▶ [题目要求]:
a) 照原样抄录 Python 练习题节选中从“s = 'We are”到“i, i*j), end='')”的这一段。
b) 续写 Python 练习题节选，从最后一句之后接着往下写。

▶ [原文节选]:
Process finished with exit code 0
  • 有个列表 [“hello”, “world”, “yoyo”]如何把把列表里面的字符串联起来,得到字符串 “hello_world_yoyo”
test = ["hello", "world", "yoyo"]
# 使用 join 函数将数据转换成字符串
print("_".join(test))

结果:
hello_world_yoyo

Process finished with exit code 0

这边如果不依赖python提供的join方法,我们还可以通过for循环,然后将字符串拼接,但是在用"+"连接字符串时,结果会生成新的对象,
用join时结果只是将原列表中的元素拼接起来,所以join效率比较高

test = ["hello", "world", "yoyo"]

# 定义一个空字符串
j = ''

# 通过 for 循环 打印出列表中的数据
for i in test:
    j = j + "_" + i

# 因为通过上面的字符串拼接,得到的数据是“_hello_world_yoyo”,前面会多一个下划线,所以我们下面把这个下划线去掉
print(j.lstrip("_"))
  • 把字符串 s 中的每个空格替换成”%20”
    输入:s = “We are happy.”
    输出:”We%20are%20happy.”
s = 'We are happy.'

print(s.replace(' ', '%20'))

结果:
We%20are%20happy.

Process finished with exit code 0

  • 打印99乘法表
for i in range(1, 10):
    for j in range(1, i+1):
        print('{}x{}={}\t'.format(j, i, i*j), end='')
    print()

结果:
1x1=1	
1x2=2	2x2=4	
1x3=3	2x3=6	3x3=9	
1x4=4	2x4=8	3x4=12	4x4=16	
1x5=5	2x5=10	3x5=15	4x5=20	5x5=25	
1x6=6	2x6=12	3x6=18	4x6=24	5x6=30	6x6=36	
1x7=7	2x7=14	3x7=21	4x7=28	5x7=35	6x7=42	7x7=49	
1x8=8	2x8=16	3x8=24	4x8=32	5x8=40	6x8=48	7x8=56	8x8=64	
1x9=9	2x9=18	3x9=27	4x9=36	5x9=45	6x9=54	7x9=63	8x9=72	9x9=81	

Process finished with exit code 0

下面是使用while循环实现

i = 1
while i <= 9:
    j = 1
    while j <= i:
        print("%d*%d=%-2d"%(i,j,i*j),end = ' ')  # %d: 整数的占位符,'-2'代表靠左对齐,两个占位符
        j += 1
    print()

▶ [提取条目]:

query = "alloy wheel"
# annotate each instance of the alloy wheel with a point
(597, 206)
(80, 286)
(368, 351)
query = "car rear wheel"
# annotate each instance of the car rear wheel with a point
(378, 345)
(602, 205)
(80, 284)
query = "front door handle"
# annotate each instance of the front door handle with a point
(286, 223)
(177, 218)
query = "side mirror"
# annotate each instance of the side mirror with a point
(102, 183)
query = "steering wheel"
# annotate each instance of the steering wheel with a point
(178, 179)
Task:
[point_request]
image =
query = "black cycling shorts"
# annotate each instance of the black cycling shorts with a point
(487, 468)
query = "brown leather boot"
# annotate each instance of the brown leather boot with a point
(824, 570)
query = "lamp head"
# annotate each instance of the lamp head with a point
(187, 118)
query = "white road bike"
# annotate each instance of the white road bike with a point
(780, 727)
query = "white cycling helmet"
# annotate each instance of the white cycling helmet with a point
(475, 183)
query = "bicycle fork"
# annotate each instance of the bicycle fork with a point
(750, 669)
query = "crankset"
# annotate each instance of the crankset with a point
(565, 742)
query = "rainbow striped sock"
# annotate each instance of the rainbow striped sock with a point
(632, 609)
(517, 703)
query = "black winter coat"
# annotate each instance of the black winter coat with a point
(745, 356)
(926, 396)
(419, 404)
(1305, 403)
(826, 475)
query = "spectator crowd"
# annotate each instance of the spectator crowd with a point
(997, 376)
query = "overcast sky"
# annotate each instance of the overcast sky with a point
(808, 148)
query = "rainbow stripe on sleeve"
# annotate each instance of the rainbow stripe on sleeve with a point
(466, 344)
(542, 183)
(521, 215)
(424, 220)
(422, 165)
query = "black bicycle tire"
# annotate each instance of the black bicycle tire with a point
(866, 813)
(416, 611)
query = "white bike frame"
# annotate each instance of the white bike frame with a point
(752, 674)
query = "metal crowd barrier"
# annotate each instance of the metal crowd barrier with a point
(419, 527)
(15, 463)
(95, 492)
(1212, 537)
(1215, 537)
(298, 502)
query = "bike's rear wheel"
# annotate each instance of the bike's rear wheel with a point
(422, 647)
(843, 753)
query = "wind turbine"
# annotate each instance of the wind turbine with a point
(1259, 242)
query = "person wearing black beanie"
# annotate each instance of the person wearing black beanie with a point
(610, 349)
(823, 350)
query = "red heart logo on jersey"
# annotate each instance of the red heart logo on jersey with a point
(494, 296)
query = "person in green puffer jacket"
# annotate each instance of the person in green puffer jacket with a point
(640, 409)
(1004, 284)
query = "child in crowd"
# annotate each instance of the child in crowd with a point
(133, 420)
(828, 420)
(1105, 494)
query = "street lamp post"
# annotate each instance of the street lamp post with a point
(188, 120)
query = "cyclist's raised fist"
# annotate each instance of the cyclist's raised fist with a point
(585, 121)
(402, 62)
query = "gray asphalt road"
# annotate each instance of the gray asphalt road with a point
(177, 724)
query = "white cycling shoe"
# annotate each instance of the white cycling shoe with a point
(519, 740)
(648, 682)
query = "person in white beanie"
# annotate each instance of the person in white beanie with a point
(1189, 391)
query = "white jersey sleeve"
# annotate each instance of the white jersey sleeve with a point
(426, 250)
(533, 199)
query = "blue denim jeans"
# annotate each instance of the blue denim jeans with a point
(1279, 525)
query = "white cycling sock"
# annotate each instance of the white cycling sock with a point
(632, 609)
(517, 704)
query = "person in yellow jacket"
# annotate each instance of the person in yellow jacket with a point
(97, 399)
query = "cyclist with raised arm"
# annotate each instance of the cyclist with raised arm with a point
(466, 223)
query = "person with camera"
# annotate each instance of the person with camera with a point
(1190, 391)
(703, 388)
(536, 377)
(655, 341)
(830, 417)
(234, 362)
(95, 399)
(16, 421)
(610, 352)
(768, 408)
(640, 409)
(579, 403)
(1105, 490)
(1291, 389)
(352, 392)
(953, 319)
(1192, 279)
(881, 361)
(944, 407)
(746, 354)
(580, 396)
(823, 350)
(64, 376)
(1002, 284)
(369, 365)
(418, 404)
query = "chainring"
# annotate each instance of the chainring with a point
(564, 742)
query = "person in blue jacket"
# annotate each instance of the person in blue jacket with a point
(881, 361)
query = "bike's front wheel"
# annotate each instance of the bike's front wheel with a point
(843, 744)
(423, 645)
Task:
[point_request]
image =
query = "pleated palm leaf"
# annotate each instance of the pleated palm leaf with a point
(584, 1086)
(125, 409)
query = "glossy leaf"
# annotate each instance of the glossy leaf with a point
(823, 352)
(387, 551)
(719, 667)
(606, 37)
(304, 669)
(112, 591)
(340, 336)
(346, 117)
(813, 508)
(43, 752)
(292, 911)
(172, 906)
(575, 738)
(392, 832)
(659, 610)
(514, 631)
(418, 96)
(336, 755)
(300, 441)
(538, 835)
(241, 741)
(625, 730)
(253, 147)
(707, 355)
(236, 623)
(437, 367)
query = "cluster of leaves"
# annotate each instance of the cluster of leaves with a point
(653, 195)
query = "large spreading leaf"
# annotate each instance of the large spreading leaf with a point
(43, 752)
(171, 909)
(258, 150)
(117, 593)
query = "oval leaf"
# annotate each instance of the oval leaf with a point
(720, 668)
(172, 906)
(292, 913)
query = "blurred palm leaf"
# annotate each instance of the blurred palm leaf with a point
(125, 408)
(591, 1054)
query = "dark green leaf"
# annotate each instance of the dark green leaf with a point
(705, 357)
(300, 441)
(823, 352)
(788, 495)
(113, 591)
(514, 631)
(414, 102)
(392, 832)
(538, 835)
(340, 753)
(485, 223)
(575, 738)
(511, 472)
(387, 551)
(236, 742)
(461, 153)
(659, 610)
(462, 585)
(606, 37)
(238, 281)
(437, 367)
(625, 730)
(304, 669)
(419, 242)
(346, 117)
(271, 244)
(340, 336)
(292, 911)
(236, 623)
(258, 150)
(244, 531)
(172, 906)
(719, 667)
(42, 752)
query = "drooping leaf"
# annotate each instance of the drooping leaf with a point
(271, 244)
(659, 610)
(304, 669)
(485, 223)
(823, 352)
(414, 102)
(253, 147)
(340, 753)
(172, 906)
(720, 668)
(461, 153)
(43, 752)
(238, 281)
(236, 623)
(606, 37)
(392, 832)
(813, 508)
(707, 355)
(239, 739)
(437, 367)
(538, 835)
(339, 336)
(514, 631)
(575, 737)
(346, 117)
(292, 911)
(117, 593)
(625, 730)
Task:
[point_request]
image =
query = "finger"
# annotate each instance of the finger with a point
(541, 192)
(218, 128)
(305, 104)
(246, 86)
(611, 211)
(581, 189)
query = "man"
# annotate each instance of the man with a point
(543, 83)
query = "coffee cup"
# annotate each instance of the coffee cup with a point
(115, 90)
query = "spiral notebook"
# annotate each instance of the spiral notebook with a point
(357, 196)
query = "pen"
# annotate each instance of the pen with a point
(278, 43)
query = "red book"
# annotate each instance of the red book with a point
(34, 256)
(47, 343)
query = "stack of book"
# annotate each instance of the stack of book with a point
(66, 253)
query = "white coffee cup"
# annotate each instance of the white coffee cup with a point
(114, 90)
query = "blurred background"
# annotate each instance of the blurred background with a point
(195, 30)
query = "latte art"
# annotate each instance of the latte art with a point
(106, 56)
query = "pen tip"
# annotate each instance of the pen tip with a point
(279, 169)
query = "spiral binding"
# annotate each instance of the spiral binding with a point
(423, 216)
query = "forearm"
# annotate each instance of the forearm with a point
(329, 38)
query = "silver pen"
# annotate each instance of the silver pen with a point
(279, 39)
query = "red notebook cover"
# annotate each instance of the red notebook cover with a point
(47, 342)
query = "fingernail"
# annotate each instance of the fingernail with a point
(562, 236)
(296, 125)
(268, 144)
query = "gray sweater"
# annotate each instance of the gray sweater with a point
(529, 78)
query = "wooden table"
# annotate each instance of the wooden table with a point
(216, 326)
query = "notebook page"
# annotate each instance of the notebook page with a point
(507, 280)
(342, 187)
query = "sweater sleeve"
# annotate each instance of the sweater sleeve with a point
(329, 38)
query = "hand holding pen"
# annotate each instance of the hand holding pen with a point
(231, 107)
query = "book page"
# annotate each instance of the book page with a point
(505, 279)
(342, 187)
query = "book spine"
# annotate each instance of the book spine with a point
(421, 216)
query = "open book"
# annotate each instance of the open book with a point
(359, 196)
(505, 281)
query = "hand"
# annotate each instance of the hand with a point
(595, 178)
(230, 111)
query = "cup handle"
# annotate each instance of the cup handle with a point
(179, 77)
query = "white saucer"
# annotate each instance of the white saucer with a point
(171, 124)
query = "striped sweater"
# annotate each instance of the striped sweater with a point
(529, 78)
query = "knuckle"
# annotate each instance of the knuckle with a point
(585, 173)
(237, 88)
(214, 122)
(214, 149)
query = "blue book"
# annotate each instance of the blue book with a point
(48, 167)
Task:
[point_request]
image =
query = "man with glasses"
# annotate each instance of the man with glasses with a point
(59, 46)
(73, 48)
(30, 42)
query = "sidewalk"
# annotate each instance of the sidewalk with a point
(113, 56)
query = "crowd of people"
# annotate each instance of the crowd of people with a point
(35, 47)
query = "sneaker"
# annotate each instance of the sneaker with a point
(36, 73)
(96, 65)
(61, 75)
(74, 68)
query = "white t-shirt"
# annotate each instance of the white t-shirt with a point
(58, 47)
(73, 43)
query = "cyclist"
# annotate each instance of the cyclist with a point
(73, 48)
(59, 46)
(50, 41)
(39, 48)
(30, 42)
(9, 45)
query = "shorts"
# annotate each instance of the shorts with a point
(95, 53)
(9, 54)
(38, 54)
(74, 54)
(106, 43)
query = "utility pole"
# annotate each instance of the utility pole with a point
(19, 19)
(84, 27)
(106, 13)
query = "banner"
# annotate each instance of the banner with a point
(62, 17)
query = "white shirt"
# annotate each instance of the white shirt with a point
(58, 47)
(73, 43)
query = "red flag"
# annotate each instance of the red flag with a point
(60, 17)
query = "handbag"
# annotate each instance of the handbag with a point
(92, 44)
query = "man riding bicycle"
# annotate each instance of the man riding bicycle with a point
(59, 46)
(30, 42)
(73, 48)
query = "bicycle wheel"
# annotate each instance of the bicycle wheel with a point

▶ [参考答案]:
a)
s = 'We are happy.'

print(s.replace(' ', '%20'))

结果:
We%20are%20happy.

Process finished with exit code 0

  • 打印99乘法表
for i in range(1, 10):
    for j in range(1, i+1):
        print('{}x{}={}\t'.format(j, i, i*j), end='')

b)
    i += 1
  • 找出单词 “welcome” 在 字符串”Hello, welcome to my world.” 中出现的位置,找不到返回-1
    从下标0开始索引
def test():
    message = 'Hello, welcome to my world.'
    world = 'welcome'
    if world in message:
        return message.find(world)
    else:
        return -1


print(test())

结果:
7

Process finished with exit code 0
  • 统计字符串“Hello, welcome to my world.” 中字母w出现的次数
    统计单词 my 出现的次数
def test():
    message = 'Hello, welcome to my world.'
    # 计数
    num = 0
    # for 循环message
    for i in message:
        # 判断如果 ‘w’ 字符串在 message中,则num +1
        if 'w' in i:
            num += 1
    return num


print(test())

  • 题目:输入一个字符串str, 输出第m个只出现过n次的字符,如在字符串 gbgkkdehh 中,
    找出第2个只出现1 次的字符,输出结果:d
def test(str_test, num, counts):
    """
    :param str_test: 字符串
    :param num: 字符串出现的次数
    :param count: 字符串第几次出现的次数
    :return:
    """
    # 定义一个空数组,存放逻辑处理后的数据
    list = []

    # for循环字符串的数据
    for i in str_test:
        # 使用 count 函数,统计出所有字符串出现的次数
        count = str_test.count(i, 0, len(str_test))

        # 判断字符串出现的次数与设置的counts的次数相同,则将数据存放在list数组中
        if count == num:
            list.append(i)

    # 返回第n次出现的字符串
    return list[counts-1]


print(test('gbgkkdehh', 1, 2))

结果:
d

Process finished with exit code 0
  • 判断字符串a=”welcome to my world” 是否包含单词b=”world”
    包含返回True,不包含返回 False
def test():
    message = 'welcome to my world'
    world = 'world'

    if world in message:
        return True
    return False


print(test())

结果:
True

Process finished with exit code 0
  • 输出指定字符串A在字符串B中第一次出现的位置,如果B中不包含A,则输出-1
    从 0 开始计数
    A = “hello”
    B = “hi how are you hello world, hello yoyo !”
def test():
    message = 'hi how are you hello world, hello yoyo !'
    world = 'hello'

    return message.find(world)


print(test())

结果:
15

Process finished with exit code 0
  • 输出指定字符串A在字符串B中最后出现的位置,如果B中不包含A, 出-1从 0 开始计数
    A = “hello”
    B = “hi how are you hello world, hello yoyo !”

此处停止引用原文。